Brief:
After finding the line that includes "Can you see the neighboring" in the records below, transcribe it and each line after it through the last, exactly, and add nothing.

Records from a collection:
►

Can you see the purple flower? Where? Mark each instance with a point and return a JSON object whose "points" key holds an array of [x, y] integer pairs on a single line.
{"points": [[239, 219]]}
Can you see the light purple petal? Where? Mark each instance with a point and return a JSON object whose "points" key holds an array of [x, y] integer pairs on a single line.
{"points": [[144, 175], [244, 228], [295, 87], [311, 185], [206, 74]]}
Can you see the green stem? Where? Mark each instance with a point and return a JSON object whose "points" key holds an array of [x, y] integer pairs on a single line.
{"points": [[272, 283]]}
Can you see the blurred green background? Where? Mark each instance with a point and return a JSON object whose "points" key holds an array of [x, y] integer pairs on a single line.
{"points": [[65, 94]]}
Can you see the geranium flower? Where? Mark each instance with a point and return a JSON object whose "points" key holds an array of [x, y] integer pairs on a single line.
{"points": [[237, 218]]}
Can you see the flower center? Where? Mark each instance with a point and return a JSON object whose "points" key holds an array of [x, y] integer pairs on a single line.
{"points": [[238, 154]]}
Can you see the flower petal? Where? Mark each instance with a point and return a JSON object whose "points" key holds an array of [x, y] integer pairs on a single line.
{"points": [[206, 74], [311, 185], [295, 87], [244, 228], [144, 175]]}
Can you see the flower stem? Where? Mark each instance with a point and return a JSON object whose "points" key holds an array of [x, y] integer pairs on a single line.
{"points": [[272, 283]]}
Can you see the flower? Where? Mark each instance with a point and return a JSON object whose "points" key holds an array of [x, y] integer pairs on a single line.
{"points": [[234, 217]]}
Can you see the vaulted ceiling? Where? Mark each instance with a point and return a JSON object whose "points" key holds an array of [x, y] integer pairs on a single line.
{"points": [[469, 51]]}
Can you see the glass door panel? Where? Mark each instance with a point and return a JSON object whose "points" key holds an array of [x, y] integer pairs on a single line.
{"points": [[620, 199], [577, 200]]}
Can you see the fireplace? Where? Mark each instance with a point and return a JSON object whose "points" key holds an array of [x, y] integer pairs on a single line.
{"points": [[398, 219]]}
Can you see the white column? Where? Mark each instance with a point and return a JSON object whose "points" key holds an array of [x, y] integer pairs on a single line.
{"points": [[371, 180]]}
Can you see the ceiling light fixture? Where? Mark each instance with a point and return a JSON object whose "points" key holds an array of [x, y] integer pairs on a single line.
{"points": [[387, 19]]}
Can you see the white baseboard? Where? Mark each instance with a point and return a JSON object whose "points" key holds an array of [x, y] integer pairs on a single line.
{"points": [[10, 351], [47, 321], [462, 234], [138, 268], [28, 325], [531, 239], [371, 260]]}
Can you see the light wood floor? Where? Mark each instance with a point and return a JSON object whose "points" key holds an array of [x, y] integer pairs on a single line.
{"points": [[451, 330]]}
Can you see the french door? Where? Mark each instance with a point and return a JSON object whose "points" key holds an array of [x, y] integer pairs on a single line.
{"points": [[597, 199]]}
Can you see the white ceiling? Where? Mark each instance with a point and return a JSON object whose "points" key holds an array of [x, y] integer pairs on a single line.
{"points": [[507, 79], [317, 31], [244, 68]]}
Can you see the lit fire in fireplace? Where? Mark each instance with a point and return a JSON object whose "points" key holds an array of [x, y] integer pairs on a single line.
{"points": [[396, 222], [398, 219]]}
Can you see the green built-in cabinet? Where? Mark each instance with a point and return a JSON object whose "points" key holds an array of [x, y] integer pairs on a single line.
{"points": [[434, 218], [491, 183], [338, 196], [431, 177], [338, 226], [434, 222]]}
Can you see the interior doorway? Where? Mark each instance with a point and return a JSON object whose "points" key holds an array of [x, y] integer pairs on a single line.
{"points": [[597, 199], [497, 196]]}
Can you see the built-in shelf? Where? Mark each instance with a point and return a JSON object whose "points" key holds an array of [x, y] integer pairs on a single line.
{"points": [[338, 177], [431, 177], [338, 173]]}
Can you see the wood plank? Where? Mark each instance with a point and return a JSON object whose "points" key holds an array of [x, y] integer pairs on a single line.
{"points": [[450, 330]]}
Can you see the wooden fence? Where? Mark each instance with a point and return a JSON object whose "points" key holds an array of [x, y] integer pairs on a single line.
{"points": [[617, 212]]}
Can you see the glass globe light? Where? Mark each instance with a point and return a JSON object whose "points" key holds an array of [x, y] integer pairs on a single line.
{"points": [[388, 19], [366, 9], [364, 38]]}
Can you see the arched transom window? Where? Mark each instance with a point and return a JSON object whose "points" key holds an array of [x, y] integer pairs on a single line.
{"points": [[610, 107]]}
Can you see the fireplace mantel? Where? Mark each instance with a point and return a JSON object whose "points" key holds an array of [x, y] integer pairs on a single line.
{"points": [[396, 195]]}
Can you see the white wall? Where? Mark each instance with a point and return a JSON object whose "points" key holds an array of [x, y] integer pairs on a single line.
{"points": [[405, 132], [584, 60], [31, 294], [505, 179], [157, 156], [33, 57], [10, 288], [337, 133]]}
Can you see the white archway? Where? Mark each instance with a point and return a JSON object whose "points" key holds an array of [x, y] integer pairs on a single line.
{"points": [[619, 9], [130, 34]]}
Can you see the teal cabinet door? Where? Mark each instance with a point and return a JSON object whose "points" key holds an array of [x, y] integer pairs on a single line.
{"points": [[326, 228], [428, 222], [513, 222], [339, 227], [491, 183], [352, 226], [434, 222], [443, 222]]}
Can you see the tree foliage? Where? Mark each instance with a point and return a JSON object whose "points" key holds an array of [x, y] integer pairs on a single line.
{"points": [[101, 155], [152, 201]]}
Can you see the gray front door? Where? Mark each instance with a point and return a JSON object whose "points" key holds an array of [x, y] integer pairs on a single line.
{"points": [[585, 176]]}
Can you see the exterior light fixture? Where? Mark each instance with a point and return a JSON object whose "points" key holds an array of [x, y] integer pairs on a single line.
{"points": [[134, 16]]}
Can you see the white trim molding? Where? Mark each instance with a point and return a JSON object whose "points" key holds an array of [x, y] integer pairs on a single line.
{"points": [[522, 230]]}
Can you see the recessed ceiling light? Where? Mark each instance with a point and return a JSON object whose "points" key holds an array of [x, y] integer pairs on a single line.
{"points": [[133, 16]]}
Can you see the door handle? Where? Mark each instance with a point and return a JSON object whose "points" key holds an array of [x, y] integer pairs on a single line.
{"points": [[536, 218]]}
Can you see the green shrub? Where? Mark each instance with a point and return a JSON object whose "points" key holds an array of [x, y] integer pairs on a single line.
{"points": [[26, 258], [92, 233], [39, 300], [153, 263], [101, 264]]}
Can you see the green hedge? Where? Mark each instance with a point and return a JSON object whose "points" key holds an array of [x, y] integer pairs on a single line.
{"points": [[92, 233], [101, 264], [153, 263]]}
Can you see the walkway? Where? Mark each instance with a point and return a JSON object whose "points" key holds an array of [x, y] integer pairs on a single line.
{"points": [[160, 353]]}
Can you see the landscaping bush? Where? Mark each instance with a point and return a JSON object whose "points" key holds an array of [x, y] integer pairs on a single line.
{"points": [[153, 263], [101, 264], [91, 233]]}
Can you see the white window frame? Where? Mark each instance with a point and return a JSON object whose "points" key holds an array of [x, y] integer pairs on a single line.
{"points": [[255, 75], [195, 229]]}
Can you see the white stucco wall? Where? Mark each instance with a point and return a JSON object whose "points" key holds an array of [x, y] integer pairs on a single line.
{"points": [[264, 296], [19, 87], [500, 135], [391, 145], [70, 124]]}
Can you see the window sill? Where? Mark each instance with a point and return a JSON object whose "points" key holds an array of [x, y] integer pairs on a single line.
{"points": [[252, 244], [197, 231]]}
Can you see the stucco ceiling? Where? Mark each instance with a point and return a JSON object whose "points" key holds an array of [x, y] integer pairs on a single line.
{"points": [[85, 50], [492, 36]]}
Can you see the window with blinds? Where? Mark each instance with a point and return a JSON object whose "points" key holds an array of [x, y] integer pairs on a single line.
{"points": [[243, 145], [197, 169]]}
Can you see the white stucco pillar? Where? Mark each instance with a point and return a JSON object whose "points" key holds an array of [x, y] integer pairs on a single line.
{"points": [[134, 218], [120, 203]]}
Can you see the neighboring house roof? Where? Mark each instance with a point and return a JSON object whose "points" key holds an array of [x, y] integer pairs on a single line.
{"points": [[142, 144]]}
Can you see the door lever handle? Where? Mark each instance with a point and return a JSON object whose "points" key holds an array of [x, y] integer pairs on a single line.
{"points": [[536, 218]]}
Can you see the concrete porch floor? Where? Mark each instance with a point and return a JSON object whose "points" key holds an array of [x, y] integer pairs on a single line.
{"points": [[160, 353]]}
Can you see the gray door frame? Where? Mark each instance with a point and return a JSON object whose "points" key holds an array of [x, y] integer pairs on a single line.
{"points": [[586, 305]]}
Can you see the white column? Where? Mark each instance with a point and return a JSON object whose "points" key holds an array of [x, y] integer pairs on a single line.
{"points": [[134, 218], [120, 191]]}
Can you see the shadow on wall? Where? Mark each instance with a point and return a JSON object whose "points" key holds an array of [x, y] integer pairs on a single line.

◄

Exercise output:
Can you see the neighboring house roof? Where? Mark each instance with a point and return a JSON object whose "points" key holds an array of [x, y] integer pairs on a single line.
{"points": [[142, 144]]}
Can you see the door lever handle? Where? Mark each instance with a point and return a JSON object whose "points" key holds an array of [x, y] integer pairs on a single line.
{"points": [[536, 218]]}
Can you see the concrete porch floor? Where? Mark each instance with a point and return a JSON object whose "points" key holds an array of [x, y] integer pairs on a single line.
{"points": [[160, 353]]}
Can you see the gray door frame? Where? Mark each instance with a point and return a JSON object whose "points" key holds an array of [x, y] integer pairs on a single line.
{"points": [[586, 305]]}
Can you see the white column? Where? Mark each instance with a point and return a JSON object whose "points" key holds an array of [x, y] integer pairs on a single line.
{"points": [[134, 218], [120, 191]]}
Can you see the shadow on wall? Where? Mark each instance with a point and return a JSON object whose "points" key holds an array of [x, y] integer pairs on a single line.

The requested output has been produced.